* [Task requirements] Please write out exactly the lines that begin at the line containing "Locate every instance of the green lawn" and run to the end of the records.

(Object position labeling entries)
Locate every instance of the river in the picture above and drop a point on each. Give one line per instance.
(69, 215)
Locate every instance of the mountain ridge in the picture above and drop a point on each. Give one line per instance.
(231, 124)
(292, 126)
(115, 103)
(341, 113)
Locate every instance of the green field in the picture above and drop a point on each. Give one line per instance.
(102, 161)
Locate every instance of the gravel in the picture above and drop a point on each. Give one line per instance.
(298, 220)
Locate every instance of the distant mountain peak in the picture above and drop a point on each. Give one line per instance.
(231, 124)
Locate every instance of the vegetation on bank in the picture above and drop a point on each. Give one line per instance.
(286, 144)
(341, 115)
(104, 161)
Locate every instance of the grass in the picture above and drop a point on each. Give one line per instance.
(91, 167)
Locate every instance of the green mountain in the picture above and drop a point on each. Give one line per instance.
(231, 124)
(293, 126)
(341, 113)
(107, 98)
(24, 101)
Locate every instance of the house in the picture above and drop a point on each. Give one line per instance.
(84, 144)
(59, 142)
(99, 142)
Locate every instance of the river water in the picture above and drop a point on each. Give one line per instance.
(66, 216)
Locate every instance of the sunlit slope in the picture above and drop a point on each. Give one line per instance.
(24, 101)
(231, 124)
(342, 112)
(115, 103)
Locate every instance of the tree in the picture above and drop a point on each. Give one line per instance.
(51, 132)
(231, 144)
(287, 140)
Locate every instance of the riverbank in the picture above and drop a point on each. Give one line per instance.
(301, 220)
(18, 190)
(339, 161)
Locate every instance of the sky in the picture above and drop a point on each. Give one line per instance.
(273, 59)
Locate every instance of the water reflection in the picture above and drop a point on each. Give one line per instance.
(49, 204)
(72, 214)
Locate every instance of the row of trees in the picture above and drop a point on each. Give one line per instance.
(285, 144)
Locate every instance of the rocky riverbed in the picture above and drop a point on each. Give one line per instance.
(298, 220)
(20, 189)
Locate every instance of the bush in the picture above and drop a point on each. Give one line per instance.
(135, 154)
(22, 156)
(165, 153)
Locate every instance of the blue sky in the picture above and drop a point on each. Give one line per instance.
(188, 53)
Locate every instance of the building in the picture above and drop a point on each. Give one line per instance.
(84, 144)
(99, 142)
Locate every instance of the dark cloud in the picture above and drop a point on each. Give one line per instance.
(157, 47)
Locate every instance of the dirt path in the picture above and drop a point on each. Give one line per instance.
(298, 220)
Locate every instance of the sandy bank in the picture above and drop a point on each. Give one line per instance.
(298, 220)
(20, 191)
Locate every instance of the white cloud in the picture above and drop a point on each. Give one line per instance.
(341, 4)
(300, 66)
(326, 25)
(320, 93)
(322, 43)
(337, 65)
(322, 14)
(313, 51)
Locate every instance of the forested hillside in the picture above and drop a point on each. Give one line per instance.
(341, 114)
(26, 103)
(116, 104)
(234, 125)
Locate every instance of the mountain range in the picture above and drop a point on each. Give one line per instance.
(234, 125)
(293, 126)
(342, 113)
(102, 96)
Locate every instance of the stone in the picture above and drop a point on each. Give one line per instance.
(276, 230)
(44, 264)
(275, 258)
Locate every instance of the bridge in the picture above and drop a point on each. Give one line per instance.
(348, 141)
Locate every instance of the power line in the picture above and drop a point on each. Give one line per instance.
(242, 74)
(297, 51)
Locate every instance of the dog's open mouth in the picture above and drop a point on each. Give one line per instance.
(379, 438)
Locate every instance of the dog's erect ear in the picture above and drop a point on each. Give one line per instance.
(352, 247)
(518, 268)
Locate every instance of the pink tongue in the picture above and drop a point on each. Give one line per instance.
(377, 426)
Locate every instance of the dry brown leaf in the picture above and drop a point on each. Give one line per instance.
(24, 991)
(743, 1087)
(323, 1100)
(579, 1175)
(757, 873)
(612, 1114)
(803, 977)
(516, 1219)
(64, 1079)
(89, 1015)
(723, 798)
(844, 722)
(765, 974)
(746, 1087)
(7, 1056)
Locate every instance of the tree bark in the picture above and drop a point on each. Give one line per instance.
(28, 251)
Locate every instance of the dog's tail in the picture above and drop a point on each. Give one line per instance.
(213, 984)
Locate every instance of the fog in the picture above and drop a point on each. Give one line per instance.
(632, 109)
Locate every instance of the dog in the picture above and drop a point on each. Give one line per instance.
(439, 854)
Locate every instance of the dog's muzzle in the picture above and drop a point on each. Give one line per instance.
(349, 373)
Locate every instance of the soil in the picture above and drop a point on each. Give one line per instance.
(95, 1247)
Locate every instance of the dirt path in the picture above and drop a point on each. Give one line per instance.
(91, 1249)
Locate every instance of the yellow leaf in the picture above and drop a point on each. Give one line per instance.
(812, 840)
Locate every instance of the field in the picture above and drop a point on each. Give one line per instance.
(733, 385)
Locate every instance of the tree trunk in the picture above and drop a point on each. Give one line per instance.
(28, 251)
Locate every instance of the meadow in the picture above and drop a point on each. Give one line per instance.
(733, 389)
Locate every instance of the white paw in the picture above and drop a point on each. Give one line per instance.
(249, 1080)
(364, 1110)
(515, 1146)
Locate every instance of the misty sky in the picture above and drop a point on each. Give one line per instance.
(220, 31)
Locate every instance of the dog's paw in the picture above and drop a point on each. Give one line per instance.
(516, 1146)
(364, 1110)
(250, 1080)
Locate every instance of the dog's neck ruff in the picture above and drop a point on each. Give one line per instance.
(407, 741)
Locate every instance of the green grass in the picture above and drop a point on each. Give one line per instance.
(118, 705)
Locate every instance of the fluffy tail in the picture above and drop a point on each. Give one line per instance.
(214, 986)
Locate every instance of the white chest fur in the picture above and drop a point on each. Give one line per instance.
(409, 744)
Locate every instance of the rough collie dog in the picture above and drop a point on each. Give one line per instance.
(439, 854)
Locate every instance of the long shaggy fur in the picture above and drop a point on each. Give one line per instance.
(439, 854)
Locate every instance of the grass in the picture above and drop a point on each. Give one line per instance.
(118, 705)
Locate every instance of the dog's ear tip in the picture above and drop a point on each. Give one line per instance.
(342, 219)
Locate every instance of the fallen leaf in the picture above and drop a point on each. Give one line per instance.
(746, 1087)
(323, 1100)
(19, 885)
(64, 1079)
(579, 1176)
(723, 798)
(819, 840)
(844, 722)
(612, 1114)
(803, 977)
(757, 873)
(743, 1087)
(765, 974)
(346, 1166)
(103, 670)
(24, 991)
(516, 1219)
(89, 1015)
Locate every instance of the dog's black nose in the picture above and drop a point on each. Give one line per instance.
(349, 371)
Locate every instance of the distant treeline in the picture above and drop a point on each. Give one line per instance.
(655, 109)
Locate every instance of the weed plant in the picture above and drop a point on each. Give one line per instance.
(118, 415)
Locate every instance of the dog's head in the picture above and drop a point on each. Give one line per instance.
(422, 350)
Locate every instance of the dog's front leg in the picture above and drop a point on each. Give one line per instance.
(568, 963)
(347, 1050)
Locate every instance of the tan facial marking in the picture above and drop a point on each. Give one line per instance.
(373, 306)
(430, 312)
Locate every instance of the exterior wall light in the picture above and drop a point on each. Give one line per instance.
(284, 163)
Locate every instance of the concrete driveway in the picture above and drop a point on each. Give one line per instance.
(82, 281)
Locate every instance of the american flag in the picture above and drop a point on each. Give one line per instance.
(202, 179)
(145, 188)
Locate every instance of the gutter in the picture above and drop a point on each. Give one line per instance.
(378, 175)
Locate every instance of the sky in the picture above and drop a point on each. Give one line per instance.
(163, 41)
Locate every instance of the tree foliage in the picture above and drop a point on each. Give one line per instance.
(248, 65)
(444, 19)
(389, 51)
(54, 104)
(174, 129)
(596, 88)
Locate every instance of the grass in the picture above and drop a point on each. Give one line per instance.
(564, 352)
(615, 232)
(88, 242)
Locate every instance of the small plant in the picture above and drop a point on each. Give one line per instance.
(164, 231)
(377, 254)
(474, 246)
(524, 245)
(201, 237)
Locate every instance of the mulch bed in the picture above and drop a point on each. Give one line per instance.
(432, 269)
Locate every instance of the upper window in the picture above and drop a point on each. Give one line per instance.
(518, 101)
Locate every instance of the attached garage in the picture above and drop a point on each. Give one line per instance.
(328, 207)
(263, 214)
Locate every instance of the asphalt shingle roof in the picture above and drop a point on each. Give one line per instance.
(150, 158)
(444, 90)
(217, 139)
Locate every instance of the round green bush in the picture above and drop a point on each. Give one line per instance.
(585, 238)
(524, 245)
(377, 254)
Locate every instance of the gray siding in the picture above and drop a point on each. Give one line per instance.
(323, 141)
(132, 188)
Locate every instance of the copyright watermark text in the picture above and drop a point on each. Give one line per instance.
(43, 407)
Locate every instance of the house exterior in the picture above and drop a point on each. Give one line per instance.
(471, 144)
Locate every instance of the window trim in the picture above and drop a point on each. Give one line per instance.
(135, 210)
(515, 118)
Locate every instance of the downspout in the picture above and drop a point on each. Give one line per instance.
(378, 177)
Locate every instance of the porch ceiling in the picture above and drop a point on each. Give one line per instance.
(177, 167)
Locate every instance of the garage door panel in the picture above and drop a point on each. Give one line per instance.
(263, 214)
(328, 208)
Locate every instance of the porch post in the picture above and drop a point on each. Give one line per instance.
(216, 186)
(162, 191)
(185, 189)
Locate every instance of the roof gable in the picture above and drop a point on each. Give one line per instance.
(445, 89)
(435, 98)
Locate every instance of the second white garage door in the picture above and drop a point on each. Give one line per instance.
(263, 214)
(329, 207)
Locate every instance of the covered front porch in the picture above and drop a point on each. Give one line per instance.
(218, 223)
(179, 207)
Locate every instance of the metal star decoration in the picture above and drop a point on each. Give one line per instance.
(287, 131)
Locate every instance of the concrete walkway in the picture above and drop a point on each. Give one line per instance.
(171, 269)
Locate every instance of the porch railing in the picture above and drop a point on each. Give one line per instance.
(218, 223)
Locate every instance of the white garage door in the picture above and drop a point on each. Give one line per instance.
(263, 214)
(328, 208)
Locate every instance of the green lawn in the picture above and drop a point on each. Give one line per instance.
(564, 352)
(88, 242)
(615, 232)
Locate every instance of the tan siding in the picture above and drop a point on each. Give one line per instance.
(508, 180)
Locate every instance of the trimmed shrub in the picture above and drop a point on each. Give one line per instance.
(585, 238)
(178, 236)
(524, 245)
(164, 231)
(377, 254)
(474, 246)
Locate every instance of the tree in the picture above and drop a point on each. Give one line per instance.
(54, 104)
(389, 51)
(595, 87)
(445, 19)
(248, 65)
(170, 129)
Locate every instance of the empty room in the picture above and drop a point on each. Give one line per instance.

* [Exercise output]
Locate every instance of the green lawn in the picture above and drop a point on each. Give one line per instance.
(564, 352)
(88, 242)
(615, 232)
Locate every instance of the tan siding in the picture above and drop a point on each. Give one line per instance.
(508, 180)
Locate every instance of the trimmed shrub in the picture above and drop a point on each. Give one line per instance.
(585, 238)
(178, 236)
(524, 245)
(164, 231)
(377, 254)
(474, 246)
Locate every instance of the tree in the picture above and drop a point on each. Give one line per instance.
(54, 104)
(389, 51)
(595, 87)
(445, 19)
(248, 65)
(170, 129)
Locate every instance of the empty room in the picture above and drop a point on each. Give one line per instance.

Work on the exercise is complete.